TEXT:
** begin **
Calvin, Calvin and Hobbes

The Fermi Paradox, in brief, raises the question of why we have yet to observe evidence of extraterrestrial life. The simplest explanation would of course be that such life is extremely rare compared to just how mind-rendingly, jaw-droppingly, eye-wateringly, tooth-shatteringly huge the universe is, how hard it is to generate signals detectable across light-years of space, and what a small part of its lifespan we've been witness to, but many creators prefer to introduce a more interesting reason into their universes.

This can serve two functions. On the one hand, it can provide the author with some excuse for referencing alien cultures, providing alien archaeological sites, and similar without actually introducing a viable alien culture. On the other, it can allow for the creation of interstellar societies that would otherwise appear implausible, especially when they've been so active in our own backyard lately that we would presumably have noticed them in reality.

Common explanations include:

  1. Disappearing or becoming difficult to observe (at least at interstellar distances) is a natural outgrowth of technological development.
  2. Intelligent, technological civilisations will inevitably destroy themselves.
  3. There's a race of aliens, generally of the Sufficiently Advanced variety, who are somehow ensuring that civilizations don't see each other.
  4. Other intelligent life forms are not carbon based and don't abide by our rules. This includes silicon based, electrical based, and spirits, among a plethora of other forms. Perhaps they have contacted us but we haven't yet recognized it yet.
  5. All the spacefaring aliens are involved in a cosmic conspiracy to remain hidden from Earth, possibly because we aren't judged to be advanced enough to know about them, or because we absolutely scare the crap out of them for some reason. There might also be an Alien Non-Interference Clause in our celestial neighborhood.
  6. The weirdness censor strikes again. The reason we haven't seen any explanation of aliens is that we're overlooking the obvious in our quest to exaggerate our own importance and significance.
  7. Similar to the former. We cannot recognize their signals— for example, we might be mistaking them for background noise, and/or they're too faint to be detected by our (current) equipment, they may be employing very hard to detect directional methods such as lasers,note  or even using a medium we haven't developed yet like beaming signals through hyperspace or quantum entanglement or something.
  8. All the other aliens are in a pre-sentient, pre-technological, or even incompatible state of development. No Radio Transmitter = No Radio Transmissions.
  9. We're first. Yay us. The story may be set thousands or millions of years in the future and focus on humanity's descendants encountering something.
  10. We're last. All of the others have long since Ascended to a Higher Plane of Existence. All that's left on their planets, if anything is left at all, are ruins. Essentially, we're the ones who are lagging behind.

Contrast Absent Aliens, in which the simple explanation is taken as correct.


Examples:

    open/close all folders 

    Anime and Manga 
  • The Data Integration Entities from Haruhi Suzumiya are, according to Nagato, undetectable through our normal means. Given that they lack physical form altogether, and seem to exist only as patterns of information, this is perfectly plausible.
  • Tengen Toppa Gurren Lagann falls into the third category: the Anti-Spirals found a way to isolate the Spiral races on their planets, and only after the Earthlings defeat them, they discover literally billions of sapient species out there.
** end **
DATA LISTING:
** begin **
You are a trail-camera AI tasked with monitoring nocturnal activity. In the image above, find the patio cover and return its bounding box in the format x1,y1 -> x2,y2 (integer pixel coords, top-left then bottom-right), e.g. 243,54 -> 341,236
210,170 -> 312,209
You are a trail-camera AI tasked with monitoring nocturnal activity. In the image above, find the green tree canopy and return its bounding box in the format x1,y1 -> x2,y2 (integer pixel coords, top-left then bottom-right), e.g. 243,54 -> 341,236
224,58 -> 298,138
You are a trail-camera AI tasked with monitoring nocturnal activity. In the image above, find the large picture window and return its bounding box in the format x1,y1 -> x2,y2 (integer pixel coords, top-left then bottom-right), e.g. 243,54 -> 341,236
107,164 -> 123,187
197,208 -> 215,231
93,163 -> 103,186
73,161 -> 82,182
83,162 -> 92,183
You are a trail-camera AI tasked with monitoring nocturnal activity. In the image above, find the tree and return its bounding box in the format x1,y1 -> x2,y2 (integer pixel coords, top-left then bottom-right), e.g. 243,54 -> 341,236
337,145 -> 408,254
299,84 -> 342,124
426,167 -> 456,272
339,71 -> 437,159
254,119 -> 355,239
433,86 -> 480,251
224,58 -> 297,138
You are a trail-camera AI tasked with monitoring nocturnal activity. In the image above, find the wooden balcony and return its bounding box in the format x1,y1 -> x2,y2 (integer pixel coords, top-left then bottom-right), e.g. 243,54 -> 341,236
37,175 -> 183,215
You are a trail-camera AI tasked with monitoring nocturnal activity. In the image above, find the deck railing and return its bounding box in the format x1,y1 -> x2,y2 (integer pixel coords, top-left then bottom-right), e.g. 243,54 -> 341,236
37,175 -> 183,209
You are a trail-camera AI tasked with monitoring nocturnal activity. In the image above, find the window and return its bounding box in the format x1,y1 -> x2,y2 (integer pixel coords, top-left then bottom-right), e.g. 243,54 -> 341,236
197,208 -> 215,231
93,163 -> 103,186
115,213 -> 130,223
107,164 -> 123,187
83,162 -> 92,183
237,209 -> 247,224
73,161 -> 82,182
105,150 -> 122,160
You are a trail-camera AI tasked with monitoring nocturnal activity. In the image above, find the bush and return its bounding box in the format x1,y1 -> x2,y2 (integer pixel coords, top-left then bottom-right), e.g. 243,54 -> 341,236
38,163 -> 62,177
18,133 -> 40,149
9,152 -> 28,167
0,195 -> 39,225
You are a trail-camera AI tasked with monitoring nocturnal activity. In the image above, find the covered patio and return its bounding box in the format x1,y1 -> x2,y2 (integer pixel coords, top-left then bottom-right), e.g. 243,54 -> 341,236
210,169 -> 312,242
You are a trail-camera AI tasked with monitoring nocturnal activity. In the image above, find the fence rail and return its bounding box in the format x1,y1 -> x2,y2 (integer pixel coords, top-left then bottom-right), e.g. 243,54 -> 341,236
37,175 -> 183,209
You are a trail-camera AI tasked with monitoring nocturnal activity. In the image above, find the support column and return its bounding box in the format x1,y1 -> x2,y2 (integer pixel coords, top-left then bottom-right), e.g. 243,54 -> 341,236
** end **
WRITTEN PROBLEM 1:
In the text on the Fermi Paradox, what explanation is taken as correct in Absent Aliens?
WRITTEN PROBLEM 2:
Translate this sentence from the Fermi Paradox text into Spanish: "Other intelligent life forms are not carbon based and don't abide by our rules."
The entries are drawn from a separate source unrelated to the text on the Fermi Paradox.

EXERCISE OUTPUT 1:
The simple explanation.

EXERCISE OUTPUT 2:
Otras formas de vida inteligente no están basadas en el carbono y no se rigen por nuestras reglas.